Reproduce verbatim the part of the records that opens with the line containing "Thank you for sharing the picture. Please indicate the maroon" and runs through the end of the records.

<<<<

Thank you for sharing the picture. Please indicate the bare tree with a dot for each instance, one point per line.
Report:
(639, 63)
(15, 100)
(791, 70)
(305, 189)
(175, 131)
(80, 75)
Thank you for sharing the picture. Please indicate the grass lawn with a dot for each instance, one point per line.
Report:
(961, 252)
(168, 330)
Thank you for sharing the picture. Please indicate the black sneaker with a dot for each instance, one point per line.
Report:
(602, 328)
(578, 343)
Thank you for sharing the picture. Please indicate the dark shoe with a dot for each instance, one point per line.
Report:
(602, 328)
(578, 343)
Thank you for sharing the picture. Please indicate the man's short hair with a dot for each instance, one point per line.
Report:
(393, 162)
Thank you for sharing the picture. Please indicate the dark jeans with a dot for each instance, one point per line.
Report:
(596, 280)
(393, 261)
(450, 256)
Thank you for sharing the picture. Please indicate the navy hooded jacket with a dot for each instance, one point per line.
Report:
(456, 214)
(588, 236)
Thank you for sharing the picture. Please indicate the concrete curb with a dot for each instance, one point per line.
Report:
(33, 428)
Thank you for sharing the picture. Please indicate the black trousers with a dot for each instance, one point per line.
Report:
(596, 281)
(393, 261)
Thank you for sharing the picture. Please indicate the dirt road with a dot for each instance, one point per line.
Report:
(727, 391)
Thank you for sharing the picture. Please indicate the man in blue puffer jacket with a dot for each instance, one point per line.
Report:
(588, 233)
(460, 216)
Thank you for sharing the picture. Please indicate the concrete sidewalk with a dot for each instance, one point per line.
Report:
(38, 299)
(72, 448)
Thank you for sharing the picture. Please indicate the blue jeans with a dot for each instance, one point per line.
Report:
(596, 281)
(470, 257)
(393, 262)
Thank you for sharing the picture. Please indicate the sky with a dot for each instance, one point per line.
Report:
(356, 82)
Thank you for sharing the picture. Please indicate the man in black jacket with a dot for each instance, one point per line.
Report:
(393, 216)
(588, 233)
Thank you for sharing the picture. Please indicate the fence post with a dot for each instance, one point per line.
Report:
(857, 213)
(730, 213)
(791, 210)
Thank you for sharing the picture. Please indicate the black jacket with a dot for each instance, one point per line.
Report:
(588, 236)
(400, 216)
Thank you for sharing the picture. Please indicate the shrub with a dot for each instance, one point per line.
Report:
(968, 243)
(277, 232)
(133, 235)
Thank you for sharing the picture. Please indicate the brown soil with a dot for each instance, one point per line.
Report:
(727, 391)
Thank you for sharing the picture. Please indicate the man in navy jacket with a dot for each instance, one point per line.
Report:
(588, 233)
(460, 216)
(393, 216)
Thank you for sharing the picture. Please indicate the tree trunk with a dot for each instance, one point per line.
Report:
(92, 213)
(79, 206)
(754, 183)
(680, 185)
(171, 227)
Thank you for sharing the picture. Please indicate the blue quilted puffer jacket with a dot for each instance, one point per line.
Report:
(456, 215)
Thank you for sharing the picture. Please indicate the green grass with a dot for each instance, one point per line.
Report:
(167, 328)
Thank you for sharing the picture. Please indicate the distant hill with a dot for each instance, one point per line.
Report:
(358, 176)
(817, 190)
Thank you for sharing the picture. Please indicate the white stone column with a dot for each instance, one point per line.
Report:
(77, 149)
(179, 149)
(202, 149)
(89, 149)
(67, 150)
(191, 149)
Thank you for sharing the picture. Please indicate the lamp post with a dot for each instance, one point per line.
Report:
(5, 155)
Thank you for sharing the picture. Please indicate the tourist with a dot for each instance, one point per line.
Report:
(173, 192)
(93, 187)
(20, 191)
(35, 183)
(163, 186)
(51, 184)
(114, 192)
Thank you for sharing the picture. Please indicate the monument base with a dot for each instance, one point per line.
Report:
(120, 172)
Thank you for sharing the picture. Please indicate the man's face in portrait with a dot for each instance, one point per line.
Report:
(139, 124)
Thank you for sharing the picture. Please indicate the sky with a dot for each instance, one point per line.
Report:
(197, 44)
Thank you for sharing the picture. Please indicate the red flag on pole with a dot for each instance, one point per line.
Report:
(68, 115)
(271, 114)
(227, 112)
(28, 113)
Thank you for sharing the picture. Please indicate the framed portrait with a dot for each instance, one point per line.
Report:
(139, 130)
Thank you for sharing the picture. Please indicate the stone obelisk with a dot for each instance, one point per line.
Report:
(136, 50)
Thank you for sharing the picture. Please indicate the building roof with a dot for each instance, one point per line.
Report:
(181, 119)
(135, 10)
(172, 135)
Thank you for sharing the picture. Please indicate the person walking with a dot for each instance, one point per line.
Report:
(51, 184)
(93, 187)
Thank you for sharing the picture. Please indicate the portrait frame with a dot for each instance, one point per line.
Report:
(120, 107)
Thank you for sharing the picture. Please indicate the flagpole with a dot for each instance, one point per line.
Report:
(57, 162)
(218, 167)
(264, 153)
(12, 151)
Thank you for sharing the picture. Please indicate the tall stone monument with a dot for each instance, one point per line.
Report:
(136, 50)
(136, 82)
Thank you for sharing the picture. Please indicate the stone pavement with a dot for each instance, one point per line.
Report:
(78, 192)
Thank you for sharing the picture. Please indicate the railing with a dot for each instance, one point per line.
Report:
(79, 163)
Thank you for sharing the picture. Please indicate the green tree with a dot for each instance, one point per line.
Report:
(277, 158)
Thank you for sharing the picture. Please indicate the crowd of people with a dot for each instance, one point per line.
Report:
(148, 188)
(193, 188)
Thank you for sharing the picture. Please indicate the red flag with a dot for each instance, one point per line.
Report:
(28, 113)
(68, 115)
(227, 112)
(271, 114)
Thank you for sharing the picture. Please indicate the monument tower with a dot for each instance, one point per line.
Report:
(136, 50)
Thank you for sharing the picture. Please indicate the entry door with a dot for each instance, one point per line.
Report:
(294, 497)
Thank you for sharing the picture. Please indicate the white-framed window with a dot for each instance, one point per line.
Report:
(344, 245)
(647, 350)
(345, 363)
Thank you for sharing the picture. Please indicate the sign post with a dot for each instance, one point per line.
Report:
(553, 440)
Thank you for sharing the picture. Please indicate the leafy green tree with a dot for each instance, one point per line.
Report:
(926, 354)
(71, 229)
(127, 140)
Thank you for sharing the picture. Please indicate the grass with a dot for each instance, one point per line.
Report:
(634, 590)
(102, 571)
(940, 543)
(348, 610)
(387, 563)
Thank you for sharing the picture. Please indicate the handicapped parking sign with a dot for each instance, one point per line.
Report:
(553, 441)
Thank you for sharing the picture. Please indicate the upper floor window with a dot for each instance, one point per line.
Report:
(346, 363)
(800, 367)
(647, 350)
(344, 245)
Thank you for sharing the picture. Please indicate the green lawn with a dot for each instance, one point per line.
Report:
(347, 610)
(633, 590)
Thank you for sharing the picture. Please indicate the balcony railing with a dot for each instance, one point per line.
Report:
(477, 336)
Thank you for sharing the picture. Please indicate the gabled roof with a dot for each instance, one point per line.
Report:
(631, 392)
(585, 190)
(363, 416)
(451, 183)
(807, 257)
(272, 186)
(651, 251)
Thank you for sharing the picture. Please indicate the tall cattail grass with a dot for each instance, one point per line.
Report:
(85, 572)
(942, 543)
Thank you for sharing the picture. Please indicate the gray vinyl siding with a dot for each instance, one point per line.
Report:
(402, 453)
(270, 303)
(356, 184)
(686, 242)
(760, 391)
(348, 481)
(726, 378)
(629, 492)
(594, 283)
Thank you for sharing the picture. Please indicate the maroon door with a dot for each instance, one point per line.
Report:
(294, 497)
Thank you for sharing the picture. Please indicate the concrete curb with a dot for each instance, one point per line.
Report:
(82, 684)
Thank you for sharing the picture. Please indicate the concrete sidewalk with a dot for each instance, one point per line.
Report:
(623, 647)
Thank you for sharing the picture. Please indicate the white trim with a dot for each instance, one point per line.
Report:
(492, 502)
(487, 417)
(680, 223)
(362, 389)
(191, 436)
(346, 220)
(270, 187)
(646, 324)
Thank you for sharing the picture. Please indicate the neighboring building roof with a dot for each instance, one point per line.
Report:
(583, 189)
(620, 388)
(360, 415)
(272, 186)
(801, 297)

>>>>

▸ SOLVED EXERCISE:
Thank you for sharing the picture. Please indicate the maroon door with a dot for each instance, one point per line.
Report:
(294, 497)
Thank you for sharing the picture. Please indicate the concrete curb with a dot for each instance, one point per line.
Report:
(82, 684)
Thank you for sharing the picture. Please indicate the concrete sidewalk with a dot for each instance, one point per line.
Report:
(623, 647)
Thank you for sharing the picture. Please indicate the white trim with a dot for each instance, one point per line.
Report:
(492, 502)
(487, 417)
(680, 223)
(362, 389)
(191, 436)
(346, 220)
(270, 187)
(646, 324)
Thank you for sharing the picture. Please indicate the neighboring building roof with a dot for each instance, one point per line.
Report:
(583, 189)
(620, 388)
(360, 415)
(272, 186)
(801, 297)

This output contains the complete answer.